■ TASK DIRECTIONS:
Your answer should repeat exactly the line containing "the khaki cap in the photo above." and all lines after it through the end of the material below, with no other text.

···

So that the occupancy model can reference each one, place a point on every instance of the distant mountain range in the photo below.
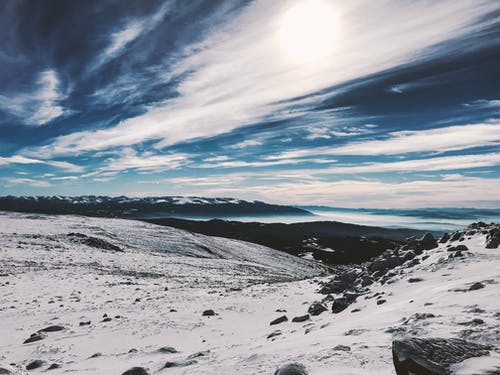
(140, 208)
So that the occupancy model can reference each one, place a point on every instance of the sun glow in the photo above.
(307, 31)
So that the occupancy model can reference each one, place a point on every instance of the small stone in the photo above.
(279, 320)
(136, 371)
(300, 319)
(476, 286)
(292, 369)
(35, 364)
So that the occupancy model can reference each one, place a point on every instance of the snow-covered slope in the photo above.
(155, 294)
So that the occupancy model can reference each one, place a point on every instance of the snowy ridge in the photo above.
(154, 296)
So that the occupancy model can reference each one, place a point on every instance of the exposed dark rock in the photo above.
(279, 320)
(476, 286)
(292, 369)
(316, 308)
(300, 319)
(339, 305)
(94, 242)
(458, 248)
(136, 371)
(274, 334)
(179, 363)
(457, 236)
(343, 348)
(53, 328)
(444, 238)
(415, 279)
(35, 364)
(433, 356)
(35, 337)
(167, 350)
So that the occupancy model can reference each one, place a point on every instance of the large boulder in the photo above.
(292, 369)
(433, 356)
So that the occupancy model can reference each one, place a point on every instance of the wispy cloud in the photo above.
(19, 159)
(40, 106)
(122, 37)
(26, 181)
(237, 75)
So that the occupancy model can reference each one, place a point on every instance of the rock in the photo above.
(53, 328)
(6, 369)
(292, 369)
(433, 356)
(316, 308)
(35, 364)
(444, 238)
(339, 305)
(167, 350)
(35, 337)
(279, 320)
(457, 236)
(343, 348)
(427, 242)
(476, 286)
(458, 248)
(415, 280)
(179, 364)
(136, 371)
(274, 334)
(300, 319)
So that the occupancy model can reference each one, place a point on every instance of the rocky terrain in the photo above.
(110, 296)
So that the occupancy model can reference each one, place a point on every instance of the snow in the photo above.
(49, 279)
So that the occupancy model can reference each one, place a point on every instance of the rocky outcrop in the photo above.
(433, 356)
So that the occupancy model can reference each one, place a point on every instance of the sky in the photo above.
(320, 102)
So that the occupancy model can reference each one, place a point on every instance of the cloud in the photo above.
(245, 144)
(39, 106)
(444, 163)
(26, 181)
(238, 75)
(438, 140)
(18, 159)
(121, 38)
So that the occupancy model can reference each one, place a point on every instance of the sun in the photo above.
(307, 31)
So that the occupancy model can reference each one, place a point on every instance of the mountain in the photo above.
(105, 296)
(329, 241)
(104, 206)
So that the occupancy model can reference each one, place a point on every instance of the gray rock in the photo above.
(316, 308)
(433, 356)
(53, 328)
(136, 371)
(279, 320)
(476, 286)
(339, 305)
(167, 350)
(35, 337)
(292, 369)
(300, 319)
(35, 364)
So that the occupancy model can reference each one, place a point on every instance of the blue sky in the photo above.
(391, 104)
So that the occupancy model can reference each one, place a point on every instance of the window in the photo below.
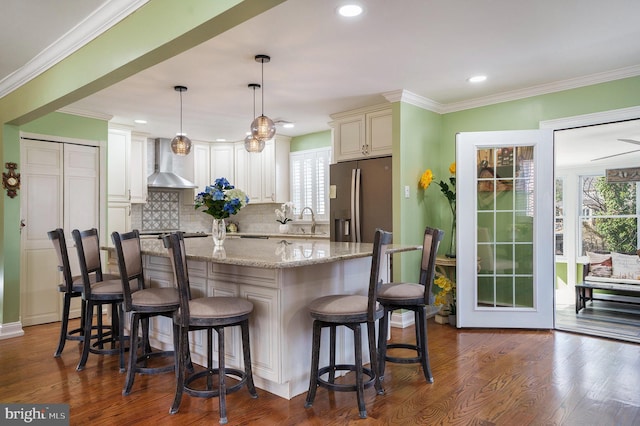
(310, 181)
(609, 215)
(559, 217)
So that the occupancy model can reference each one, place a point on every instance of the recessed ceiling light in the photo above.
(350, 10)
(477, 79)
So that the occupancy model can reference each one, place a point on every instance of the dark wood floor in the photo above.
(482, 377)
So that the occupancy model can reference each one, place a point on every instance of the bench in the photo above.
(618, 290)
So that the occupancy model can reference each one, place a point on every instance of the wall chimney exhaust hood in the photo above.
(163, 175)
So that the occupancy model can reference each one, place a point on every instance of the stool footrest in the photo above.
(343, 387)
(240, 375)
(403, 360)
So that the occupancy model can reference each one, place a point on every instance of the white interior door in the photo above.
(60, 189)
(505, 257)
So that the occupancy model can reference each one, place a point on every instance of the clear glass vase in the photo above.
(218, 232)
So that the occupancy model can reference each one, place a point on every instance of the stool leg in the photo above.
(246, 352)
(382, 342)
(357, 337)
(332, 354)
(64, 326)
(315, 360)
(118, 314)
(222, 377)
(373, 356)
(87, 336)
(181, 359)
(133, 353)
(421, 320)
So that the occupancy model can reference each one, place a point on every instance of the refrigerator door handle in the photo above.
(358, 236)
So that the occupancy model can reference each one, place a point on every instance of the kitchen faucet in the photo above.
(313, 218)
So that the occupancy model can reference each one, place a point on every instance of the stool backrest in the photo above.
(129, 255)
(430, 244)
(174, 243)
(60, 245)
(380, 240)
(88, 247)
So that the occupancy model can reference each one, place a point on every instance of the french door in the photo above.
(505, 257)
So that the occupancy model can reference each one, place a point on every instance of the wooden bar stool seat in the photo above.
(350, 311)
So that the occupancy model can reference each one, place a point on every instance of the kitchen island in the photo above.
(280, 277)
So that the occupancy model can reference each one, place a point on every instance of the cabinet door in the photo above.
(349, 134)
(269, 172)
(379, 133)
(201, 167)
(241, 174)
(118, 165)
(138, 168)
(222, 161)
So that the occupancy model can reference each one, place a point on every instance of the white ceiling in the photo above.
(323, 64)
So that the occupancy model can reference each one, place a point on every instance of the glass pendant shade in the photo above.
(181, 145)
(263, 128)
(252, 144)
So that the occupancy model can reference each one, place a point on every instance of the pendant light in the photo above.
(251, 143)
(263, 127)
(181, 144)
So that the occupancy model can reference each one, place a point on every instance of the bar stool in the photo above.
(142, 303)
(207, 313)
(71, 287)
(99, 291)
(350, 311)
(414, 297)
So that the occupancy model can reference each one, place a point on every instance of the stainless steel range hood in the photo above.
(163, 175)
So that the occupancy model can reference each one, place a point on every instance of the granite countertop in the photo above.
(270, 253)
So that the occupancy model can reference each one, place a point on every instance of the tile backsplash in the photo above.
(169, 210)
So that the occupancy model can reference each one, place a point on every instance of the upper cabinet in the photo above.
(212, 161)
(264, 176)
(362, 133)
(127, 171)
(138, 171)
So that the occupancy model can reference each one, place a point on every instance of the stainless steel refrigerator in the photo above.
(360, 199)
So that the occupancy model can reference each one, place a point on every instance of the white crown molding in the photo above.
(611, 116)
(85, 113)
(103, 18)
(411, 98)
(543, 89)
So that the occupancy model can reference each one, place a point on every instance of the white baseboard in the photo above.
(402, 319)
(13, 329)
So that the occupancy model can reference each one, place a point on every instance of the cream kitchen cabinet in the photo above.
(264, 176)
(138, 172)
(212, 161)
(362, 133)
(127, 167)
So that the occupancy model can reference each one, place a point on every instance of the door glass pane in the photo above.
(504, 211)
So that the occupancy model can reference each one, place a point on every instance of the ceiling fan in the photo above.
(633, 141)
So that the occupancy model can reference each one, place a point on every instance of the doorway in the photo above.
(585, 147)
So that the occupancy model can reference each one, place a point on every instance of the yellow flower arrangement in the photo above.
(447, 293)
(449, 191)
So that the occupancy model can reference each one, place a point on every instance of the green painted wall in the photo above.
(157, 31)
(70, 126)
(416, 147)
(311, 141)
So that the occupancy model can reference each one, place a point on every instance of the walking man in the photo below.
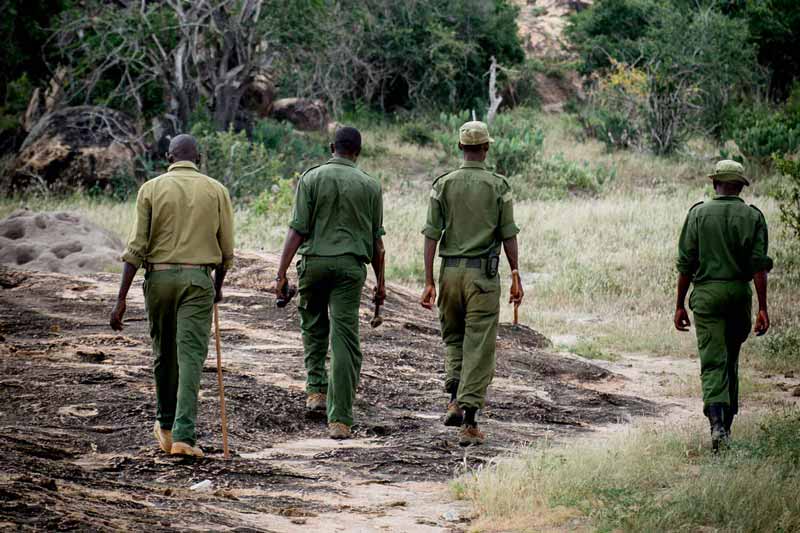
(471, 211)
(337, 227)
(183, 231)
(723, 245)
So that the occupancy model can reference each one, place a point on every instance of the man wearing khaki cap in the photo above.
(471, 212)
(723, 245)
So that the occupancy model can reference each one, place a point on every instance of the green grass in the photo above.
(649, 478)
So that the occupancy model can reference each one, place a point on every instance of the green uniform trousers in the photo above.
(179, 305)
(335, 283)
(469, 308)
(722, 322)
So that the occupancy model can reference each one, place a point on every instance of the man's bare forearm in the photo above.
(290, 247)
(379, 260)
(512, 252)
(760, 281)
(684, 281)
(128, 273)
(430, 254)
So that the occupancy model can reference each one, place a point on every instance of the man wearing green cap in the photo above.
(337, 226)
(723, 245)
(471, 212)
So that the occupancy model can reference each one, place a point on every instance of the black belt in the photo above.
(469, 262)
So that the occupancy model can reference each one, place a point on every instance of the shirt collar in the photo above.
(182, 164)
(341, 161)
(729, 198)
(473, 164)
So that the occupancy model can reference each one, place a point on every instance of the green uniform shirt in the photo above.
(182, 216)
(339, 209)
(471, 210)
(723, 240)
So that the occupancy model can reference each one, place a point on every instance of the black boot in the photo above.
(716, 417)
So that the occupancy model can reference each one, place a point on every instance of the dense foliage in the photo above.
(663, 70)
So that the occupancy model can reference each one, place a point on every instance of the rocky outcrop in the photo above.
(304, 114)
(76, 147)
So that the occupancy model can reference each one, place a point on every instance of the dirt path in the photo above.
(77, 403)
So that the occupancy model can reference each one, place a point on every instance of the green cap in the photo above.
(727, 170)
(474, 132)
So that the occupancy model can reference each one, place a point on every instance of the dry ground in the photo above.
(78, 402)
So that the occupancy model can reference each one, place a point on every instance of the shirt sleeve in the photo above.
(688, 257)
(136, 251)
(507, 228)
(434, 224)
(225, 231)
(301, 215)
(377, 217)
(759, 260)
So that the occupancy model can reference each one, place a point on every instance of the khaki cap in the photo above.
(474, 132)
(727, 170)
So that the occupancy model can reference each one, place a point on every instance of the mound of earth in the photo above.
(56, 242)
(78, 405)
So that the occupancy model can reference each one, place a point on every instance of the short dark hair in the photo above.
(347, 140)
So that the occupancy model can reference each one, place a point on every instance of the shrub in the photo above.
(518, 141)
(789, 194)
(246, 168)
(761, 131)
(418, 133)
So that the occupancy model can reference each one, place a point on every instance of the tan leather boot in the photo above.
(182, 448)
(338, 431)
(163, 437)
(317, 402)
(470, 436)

···

■ ANSWER TO THE EXERCISE:
So that the occupancy model can reference each one, place a point on every instance of the khaki cap in the photo above.
(474, 132)
(727, 170)
So that the occupancy model can reference each one, place a point on every instance of the mound of earth in the photo above.
(56, 242)
(78, 405)
So that the occupancy model can reference each one, place a point on every instance of the short dark hair in the photo above.
(347, 140)
So that the occupancy model can reference each one, place a point on every instance of the shrub in the photo above.
(518, 141)
(789, 194)
(246, 168)
(761, 131)
(418, 133)
So that the occupancy model can reference each one, place a point on every instance of the tan leather boot in the photo above.
(182, 448)
(338, 431)
(163, 437)
(317, 402)
(470, 436)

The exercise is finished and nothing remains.